Stored data.
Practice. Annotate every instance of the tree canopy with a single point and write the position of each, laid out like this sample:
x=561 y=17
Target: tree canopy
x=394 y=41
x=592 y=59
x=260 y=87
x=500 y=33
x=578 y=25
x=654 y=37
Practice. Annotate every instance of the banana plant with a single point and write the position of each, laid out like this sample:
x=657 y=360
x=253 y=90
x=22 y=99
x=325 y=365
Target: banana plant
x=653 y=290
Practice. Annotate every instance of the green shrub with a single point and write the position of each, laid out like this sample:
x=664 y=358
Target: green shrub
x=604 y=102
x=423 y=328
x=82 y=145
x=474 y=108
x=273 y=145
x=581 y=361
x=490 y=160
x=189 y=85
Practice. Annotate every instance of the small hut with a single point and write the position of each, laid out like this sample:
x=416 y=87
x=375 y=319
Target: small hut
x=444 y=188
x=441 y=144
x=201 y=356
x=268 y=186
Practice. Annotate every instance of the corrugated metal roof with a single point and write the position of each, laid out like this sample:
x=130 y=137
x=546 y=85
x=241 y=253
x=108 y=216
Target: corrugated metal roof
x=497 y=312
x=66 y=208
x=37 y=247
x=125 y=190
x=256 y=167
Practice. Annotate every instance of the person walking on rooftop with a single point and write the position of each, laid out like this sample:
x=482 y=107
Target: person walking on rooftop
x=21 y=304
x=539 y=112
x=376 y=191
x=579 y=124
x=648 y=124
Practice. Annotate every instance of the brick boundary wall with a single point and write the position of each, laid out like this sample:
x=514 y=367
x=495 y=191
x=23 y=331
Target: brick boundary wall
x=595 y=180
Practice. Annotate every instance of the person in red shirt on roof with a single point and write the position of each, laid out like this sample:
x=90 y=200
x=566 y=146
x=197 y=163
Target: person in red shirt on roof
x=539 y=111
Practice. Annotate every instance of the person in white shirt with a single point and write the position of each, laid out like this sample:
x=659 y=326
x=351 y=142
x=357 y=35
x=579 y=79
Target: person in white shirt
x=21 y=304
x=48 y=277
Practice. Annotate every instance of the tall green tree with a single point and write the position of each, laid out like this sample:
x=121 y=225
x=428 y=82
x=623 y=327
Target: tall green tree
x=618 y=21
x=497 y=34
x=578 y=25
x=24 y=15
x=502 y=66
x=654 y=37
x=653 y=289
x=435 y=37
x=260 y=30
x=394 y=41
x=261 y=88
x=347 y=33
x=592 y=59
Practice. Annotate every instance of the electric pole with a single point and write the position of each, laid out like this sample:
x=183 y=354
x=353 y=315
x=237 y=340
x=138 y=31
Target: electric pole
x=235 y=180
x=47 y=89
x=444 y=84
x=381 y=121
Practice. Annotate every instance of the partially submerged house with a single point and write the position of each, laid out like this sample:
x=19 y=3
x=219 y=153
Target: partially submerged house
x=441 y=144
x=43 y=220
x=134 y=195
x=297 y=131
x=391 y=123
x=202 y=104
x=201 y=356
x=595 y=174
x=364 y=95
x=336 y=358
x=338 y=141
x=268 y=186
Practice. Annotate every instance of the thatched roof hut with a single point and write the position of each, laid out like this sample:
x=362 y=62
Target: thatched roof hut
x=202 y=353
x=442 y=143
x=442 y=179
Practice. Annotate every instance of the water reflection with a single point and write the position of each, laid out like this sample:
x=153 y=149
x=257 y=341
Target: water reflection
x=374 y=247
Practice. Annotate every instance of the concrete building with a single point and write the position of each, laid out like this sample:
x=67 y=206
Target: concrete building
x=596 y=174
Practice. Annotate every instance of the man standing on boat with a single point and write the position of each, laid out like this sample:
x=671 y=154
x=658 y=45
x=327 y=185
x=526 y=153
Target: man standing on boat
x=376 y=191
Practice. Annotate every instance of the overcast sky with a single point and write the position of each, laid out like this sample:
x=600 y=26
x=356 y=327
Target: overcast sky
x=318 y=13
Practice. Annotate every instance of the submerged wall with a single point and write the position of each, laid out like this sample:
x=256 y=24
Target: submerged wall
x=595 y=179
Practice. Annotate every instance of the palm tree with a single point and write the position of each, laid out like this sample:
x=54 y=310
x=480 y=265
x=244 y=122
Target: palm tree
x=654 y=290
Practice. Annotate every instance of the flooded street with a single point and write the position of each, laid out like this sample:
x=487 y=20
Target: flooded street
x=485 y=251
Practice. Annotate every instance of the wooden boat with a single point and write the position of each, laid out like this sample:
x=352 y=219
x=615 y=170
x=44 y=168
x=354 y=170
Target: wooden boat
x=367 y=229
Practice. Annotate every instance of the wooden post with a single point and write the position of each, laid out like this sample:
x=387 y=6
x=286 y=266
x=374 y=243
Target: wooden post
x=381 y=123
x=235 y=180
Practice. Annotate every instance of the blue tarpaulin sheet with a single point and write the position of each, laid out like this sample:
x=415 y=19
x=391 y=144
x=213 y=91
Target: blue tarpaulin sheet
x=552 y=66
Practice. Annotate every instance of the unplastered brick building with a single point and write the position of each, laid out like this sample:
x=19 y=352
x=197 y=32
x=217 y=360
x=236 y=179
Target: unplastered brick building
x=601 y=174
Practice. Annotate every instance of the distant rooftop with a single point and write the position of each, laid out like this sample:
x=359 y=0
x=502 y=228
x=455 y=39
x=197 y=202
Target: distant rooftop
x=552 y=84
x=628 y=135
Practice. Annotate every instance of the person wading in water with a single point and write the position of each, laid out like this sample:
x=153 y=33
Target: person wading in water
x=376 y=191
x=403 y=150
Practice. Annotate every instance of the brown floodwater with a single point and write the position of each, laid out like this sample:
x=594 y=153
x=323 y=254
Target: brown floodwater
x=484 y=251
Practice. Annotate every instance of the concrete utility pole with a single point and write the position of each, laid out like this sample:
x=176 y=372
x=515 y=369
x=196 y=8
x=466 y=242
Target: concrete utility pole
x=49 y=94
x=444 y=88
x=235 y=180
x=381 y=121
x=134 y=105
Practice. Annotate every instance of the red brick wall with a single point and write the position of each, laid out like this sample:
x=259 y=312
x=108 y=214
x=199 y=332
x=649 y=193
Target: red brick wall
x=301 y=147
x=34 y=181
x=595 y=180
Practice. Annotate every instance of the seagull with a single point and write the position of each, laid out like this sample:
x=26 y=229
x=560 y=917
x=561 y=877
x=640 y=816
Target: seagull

Exercise prompt. Everything in the material above needs to be transcribed exactly.

Task output.
Practice. Annotate every instance of the tree canopy with a single point and write the position of each, laid out like this sample:
x=561 y=17
Target: tree canopy
x=394 y=41
x=592 y=59
x=260 y=87
x=500 y=33
x=578 y=25
x=654 y=37
Practice. Annotate every instance of the banana plant with a single point and write the position of each, laid out like this sample:
x=657 y=360
x=253 y=90
x=22 y=99
x=325 y=365
Target: banana plant
x=653 y=290
Practice. Annotate every instance of the green shrub with a single point and write the position of each, laid out like this sample:
x=664 y=358
Target: green shrub
x=604 y=102
x=423 y=328
x=82 y=145
x=474 y=108
x=273 y=145
x=581 y=361
x=490 y=160
x=189 y=85
Practice. Annotate every instance of the small hut with a single point and write the position of each, laid out like this sample:
x=416 y=87
x=375 y=319
Target: small hut
x=444 y=188
x=441 y=144
x=201 y=356
x=268 y=186
Practice. Annotate every instance of the corrugated metal roof with a single point and write the position of each, laid out like this sample:
x=130 y=137
x=546 y=85
x=241 y=253
x=108 y=216
Target: corrugated metal roof
x=497 y=312
x=66 y=208
x=37 y=247
x=125 y=190
x=256 y=167
Practice. Annotate every instance of the person walking on rooftop with a single point and write the position of each, laid out like this sample:
x=482 y=107
Target: person walking on rooftop
x=21 y=304
x=539 y=112
x=376 y=191
x=579 y=124
x=648 y=124
Practice. Annotate every instance of the brick boundary wall with a single point and write the position of each, laid out like this sample:
x=514 y=367
x=495 y=191
x=23 y=331
Target: brick boundary wall
x=595 y=180
Practice. Annotate every instance of the person in red shirt on roof with a single point and write the position of each, laid out like this sample:
x=90 y=200
x=566 y=146
x=197 y=163
Target: person in red shirt on roof
x=539 y=111
Practice. Annotate every instance of the person in white shirt with a single point and write the position of each, laid out like this sample:
x=659 y=326
x=351 y=142
x=357 y=35
x=579 y=79
Target: person in white shirt
x=21 y=304
x=48 y=277
Practice. Annotate every instance of the tall green tree with a single point and write the position of each, laid out like this sample:
x=121 y=225
x=428 y=82
x=623 y=327
Target: tall green tree
x=618 y=21
x=497 y=34
x=578 y=25
x=24 y=15
x=502 y=66
x=654 y=37
x=653 y=289
x=435 y=37
x=260 y=30
x=394 y=41
x=261 y=88
x=347 y=33
x=592 y=59
Practice. Annotate every instance of the electric pole with a single point and write the position of each, laid out like this sample:
x=183 y=354
x=353 y=315
x=237 y=340
x=138 y=31
Target: electric pole
x=235 y=180
x=47 y=89
x=444 y=84
x=381 y=121
Practice. Annotate every instance of the partially submerged house with a single point and write the position of each, laid out like this sample:
x=19 y=3
x=219 y=153
Target: partially submerged house
x=441 y=144
x=43 y=220
x=134 y=195
x=297 y=131
x=391 y=123
x=202 y=104
x=201 y=356
x=595 y=174
x=364 y=95
x=336 y=358
x=338 y=141
x=268 y=186
Practice. Annotate every instance of the thatched roof hut with a single point and write the position of each, laid out like this sample:
x=362 y=62
Target: thatched roof hut
x=202 y=353
x=442 y=143
x=442 y=179
Practice. Annotate every instance of the water reflection with a single point and write the position of each, laid out like this sample:
x=153 y=149
x=257 y=341
Target: water reflection
x=374 y=247
Practice. Annotate every instance of the concrete building with a single point and write the position of each, laid out like this sample:
x=67 y=206
Target: concrete building
x=596 y=174
Practice. Annotate every instance of the man standing on boat with a single point and write the position of each, laid out like this sample:
x=671 y=154
x=658 y=45
x=327 y=185
x=526 y=153
Target: man standing on boat
x=376 y=191
Practice. Annotate every instance of the overcast sky with a single point and write the position of each, laid out like this sample:
x=600 y=26
x=356 y=327
Target: overcast sky
x=318 y=13
Practice. Annotate every instance of the submerged wall with a single point and write the position of each, laid out like this sample:
x=256 y=24
Target: submerged wall
x=595 y=179
Practice. Annotate every instance of the palm tree with a single point and write the position of each, laid out like this sample:
x=54 y=310
x=480 y=265
x=244 y=122
Target: palm tree
x=654 y=290
Practice. Annotate every instance of the flooded street with a single point and write the position of each, laid out like this sample:
x=487 y=20
Target: flooded street
x=485 y=251
Practice. Annotate every instance of the wooden boat with a single point and write the position of each, laid out like this sample:
x=352 y=219
x=615 y=170
x=44 y=168
x=354 y=170
Target: wooden boat
x=367 y=229
Practice. Annotate every instance of the wooden post with a single point and write the position of each, laid out like this sample:
x=387 y=6
x=286 y=266
x=374 y=243
Target: wooden post
x=381 y=123
x=235 y=180
Practice. Annotate every instance of the blue tarpaulin sheet with a single point and write the position of each, laid out like this sample:
x=415 y=19
x=391 y=144
x=213 y=91
Target: blue tarpaulin sheet
x=552 y=66
Practice. Annotate every instance of the unplastered brick building with a single point and write the position of each, laid out like this sample:
x=19 y=352
x=197 y=32
x=217 y=360
x=236 y=179
Target: unplastered brick building
x=601 y=174
Practice. Annotate every instance of the distant rooftop with a single point and write the position of each, laid out like this sample:
x=359 y=0
x=502 y=228
x=455 y=39
x=197 y=202
Target: distant rooftop
x=552 y=84
x=628 y=135
Practice. Annotate every instance of the person wading in water with a single point and write the position of each, laid out like this sample:
x=153 y=33
Target: person wading in water
x=376 y=191
x=403 y=150
Practice. Annotate every instance of the brown floodwater with a single point and write the position of each, laid out like this sample:
x=594 y=153
x=323 y=254
Target: brown floodwater
x=484 y=251
Practice. Annotate every instance of the concrete utility pole with a single point and write the position of each, laid out like this sample:
x=176 y=372
x=515 y=369
x=196 y=8
x=466 y=242
Target: concrete utility pole
x=49 y=94
x=444 y=88
x=235 y=180
x=381 y=121
x=134 y=105
Practice. Annotate every instance of the red brick wall with a single point and write the position of each, laid out like this sample:
x=259 y=312
x=108 y=214
x=199 y=332
x=649 y=193
Target: red brick wall
x=301 y=147
x=34 y=181
x=595 y=180
Practice. Annotate every instance of the seagull with a single point and write the position of each, laid out like this sample:
x=26 y=229
x=560 y=917
x=561 y=877
x=640 y=816
Target: seagull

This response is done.